■ TASK DIRECTIONS: Please retype, unchanged, each line from the top of the material below through the line where "the form (626,96)." appears.

■ RECORD EXTRACTS:
╭──

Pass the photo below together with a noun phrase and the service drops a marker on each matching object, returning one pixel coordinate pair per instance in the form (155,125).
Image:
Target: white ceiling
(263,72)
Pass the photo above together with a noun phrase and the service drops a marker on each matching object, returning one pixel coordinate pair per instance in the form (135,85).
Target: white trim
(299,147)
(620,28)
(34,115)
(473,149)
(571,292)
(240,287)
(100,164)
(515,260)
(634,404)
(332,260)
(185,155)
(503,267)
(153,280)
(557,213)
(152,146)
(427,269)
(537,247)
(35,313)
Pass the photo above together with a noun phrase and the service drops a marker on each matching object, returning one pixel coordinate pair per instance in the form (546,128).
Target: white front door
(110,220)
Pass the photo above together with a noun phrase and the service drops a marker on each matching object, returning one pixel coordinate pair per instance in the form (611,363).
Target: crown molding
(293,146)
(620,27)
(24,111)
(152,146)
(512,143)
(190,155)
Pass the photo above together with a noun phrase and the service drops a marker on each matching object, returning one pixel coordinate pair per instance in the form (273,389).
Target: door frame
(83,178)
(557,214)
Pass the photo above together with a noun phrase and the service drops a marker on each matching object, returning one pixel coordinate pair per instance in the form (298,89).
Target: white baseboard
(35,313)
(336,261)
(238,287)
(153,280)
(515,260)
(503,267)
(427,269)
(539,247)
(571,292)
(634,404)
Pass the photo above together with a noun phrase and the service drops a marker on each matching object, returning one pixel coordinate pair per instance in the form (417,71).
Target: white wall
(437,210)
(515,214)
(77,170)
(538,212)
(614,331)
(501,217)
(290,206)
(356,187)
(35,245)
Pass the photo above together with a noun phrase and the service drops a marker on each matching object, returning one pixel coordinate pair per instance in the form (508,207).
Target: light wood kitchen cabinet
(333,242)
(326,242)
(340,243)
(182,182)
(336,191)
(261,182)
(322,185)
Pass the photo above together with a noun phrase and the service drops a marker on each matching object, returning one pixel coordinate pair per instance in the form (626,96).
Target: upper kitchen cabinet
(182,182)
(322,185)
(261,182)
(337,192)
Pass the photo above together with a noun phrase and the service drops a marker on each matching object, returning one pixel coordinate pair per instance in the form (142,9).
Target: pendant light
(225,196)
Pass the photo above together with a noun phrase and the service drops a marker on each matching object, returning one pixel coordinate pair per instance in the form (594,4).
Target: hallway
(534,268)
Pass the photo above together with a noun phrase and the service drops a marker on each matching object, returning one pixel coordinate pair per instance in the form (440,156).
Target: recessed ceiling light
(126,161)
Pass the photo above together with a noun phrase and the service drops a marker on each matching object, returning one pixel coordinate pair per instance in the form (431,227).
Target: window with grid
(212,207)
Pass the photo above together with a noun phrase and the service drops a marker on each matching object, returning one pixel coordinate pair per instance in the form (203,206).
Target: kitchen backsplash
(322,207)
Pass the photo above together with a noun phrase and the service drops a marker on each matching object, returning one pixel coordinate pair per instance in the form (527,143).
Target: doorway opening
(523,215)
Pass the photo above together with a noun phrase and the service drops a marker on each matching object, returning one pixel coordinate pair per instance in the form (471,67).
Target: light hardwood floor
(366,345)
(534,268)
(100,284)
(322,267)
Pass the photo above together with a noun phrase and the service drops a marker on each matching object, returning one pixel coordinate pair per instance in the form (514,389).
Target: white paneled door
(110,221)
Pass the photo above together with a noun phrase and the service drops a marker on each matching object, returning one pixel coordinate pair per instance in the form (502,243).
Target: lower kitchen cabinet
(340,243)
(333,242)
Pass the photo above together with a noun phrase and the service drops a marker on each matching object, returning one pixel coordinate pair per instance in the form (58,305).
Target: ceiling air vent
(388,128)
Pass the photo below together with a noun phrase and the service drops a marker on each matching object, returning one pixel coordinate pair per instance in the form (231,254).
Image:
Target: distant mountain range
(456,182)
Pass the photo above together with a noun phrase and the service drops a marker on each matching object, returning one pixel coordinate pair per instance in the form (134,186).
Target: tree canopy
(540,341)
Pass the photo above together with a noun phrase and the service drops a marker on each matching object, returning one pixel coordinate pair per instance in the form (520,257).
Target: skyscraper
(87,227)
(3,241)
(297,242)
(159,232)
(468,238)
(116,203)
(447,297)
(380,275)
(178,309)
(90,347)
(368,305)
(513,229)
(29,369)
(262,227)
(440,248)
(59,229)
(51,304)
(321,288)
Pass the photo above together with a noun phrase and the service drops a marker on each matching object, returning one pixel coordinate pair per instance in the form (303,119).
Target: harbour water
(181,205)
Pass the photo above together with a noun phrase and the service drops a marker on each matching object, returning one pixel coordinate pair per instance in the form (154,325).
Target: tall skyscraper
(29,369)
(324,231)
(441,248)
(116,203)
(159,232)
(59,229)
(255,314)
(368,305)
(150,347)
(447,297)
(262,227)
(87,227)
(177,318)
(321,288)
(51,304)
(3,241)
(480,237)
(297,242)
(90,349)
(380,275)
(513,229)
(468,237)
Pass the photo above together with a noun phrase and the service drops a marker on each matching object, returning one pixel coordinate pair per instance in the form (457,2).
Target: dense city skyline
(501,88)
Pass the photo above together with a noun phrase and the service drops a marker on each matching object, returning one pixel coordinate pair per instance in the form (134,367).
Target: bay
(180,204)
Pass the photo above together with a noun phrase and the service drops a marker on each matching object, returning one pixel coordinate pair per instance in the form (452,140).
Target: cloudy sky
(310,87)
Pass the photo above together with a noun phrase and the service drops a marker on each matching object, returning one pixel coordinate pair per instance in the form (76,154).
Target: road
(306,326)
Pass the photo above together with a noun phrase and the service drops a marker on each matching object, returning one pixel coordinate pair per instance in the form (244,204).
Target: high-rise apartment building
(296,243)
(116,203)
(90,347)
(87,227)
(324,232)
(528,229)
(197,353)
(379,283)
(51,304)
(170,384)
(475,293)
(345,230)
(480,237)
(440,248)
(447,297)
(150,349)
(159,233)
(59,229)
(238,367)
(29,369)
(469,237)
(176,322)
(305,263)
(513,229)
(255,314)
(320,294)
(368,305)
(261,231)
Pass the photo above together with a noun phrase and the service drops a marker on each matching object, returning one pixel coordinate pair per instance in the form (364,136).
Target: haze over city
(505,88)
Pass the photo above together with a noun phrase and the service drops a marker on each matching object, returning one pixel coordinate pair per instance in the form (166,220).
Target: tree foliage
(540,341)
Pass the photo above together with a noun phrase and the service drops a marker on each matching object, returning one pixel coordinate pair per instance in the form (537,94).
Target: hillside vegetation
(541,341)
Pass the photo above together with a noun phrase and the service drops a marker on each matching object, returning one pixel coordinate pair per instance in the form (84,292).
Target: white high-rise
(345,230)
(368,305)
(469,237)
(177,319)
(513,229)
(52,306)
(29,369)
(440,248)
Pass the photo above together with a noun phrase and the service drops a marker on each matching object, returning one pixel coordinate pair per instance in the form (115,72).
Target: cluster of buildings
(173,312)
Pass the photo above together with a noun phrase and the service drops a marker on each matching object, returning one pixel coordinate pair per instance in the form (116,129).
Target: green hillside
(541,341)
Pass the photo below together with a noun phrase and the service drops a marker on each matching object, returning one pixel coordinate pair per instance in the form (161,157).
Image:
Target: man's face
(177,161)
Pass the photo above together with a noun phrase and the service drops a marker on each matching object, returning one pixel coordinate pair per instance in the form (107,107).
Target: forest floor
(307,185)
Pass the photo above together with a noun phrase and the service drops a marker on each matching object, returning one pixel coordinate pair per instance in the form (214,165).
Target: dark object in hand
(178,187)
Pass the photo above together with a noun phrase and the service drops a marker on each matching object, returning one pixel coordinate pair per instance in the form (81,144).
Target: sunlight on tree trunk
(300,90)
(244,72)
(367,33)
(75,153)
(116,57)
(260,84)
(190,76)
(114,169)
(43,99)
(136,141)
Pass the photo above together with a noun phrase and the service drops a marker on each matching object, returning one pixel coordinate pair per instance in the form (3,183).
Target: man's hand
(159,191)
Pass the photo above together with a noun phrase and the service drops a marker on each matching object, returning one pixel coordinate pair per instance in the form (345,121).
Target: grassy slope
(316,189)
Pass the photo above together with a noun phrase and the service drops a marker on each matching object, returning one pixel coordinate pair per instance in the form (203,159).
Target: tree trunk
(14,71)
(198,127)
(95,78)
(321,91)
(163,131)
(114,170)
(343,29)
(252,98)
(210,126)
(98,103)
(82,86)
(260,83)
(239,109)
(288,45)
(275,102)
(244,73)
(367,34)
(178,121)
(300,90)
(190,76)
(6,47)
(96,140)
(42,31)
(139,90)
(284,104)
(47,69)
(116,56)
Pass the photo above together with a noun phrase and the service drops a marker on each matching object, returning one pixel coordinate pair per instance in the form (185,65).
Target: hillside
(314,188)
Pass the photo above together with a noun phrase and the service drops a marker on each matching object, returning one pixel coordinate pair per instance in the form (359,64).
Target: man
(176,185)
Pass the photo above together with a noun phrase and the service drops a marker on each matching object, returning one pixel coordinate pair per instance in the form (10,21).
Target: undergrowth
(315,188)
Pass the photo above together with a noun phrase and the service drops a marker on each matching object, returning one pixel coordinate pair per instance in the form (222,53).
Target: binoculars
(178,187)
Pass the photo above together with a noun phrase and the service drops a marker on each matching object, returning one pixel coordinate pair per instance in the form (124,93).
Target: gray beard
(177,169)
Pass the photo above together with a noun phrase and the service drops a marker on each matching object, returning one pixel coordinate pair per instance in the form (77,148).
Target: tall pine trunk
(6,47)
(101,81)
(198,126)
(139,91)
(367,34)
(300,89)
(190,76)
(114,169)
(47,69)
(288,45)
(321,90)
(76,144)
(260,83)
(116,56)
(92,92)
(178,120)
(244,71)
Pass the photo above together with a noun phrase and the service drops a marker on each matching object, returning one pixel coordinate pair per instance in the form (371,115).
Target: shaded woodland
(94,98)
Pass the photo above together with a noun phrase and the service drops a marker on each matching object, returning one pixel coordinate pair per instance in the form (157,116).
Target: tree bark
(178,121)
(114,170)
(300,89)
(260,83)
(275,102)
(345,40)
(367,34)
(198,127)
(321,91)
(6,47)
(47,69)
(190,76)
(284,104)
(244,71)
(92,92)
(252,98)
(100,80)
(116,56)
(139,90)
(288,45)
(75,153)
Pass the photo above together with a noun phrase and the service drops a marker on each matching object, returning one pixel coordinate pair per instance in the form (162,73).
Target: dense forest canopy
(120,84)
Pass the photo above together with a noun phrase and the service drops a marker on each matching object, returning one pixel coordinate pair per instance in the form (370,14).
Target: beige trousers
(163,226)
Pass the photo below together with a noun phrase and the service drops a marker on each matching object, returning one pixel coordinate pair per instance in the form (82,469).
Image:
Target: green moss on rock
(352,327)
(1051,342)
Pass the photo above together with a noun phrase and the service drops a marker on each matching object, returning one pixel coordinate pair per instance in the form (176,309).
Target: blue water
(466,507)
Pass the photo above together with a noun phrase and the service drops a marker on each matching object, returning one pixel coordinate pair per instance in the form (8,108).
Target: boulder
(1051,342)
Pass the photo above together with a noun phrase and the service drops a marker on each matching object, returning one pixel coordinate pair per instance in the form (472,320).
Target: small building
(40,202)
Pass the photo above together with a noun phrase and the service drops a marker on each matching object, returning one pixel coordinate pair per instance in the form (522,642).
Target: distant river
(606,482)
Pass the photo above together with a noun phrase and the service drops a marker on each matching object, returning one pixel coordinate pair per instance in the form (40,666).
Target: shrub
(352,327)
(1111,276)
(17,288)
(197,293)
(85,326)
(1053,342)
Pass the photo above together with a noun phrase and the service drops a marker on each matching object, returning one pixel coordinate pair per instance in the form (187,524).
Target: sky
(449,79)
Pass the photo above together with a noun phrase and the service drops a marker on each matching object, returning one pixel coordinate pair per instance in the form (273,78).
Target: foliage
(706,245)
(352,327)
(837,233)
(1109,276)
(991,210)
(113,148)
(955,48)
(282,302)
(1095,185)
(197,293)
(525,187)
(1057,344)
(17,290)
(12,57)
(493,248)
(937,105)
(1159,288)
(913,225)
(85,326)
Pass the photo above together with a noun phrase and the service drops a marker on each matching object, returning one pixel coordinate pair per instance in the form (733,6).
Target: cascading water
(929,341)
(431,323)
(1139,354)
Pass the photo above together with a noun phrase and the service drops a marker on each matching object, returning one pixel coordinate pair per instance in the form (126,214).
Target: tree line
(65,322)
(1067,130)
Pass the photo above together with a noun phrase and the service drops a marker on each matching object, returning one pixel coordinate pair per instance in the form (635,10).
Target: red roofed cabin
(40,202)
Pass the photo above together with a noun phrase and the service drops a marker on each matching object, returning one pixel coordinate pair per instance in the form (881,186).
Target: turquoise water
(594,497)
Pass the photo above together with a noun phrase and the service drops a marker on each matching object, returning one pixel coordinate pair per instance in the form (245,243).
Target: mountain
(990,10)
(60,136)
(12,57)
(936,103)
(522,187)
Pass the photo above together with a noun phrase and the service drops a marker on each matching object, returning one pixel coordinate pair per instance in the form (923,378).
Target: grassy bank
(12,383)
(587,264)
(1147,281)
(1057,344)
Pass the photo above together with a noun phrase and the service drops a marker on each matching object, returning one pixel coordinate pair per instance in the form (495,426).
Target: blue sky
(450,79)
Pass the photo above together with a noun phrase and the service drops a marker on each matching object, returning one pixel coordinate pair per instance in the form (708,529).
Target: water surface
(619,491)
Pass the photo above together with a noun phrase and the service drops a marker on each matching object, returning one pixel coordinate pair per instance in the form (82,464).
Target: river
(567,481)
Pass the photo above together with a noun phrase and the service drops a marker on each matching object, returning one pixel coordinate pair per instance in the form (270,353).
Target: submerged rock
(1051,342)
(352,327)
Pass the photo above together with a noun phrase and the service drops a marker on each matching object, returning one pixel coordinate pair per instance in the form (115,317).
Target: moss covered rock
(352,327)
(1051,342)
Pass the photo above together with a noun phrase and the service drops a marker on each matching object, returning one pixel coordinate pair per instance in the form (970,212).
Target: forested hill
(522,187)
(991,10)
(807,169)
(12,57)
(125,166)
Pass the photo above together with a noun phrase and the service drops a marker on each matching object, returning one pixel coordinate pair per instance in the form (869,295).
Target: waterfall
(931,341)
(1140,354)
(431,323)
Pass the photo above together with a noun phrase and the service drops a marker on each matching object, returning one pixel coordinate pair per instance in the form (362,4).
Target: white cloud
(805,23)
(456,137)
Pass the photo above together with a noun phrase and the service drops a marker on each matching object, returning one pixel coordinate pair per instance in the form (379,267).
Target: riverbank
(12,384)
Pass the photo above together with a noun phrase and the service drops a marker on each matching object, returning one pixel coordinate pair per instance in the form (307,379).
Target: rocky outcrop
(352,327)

╰──

■ EXERCISE SOLUTION:
Pass the photo below together with a noun phrase and the service drops a marker on each matching object, returning one pixel coordinate pair per instance in the form (155,125).
Image:
Target: white ceiling
(263,72)
Pass the photo above together with a noun phrase and the service drops a marker on each matching object, returning one pixel coordinate pair per instance in the form (135,85).
Target: white trim
(299,147)
(620,28)
(34,115)
(473,149)
(571,292)
(240,287)
(100,164)
(515,260)
(634,404)
(332,260)
(185,155)
(503,267)
(153,280)
(557,213)
(152,146)
(427,269)
(537,247)
(35,313)
Pass the photo above together with a noun phrase and the service drops a marker on each matching object, returning one pixel coordinate pair per instance in the form (546,128).
Target: white front door
(110,220)
Pass the photo above together with a noun phrase and the service drops a marker on each matching object, returning one pixel coordinate pair per instance in the form (611,363).
Target: crown molding
(293,146)
(620,27)
(24,111)
(152,146)
(512,143)
(190,155)
Pass the photo above together with a noun phrase and the service drops a marker on each matching object, returning one pixel coordinate pair per instance in the form (273,389).
Target: door frame
(83,178)
(557,214)
Pass the photo above together with a noun phrase and the service drops a marker on each matching object, returning one pixel coordinate pair per instance in the form (298,89).
Target: white baseboard
(35,313)
(336,261)
(238,287)
(153,280)
(515,260)
(503,267)
(427,269)
(539,247)
(571,292)
(634,404)
Pass the photo above together with a noun phrase and the service drops a marker on each matching object, returning one pixel coordinate pair per instance in the form (417,71).
Target: white wall
(437,210)
(515,214)
(77,170)
(538,212)
(614,331)
(501,217)
(290,206)
(356,187)
(35,245)
Pass the photo above together with a noun phrase and the service drops a marker on each matching object, returning one pixel coordinate pair per instance in the form (508,207).
Target: light wood kitchen cabinet
(333,242)
(326,242)
(340,243)
(182,182)
(336,191)
(261,182)
(322,185)
Pass the photo above together with a noun phrase and the service drops a marker on each matching object, returning one pixel coordinate pair per instance in the form (626,96).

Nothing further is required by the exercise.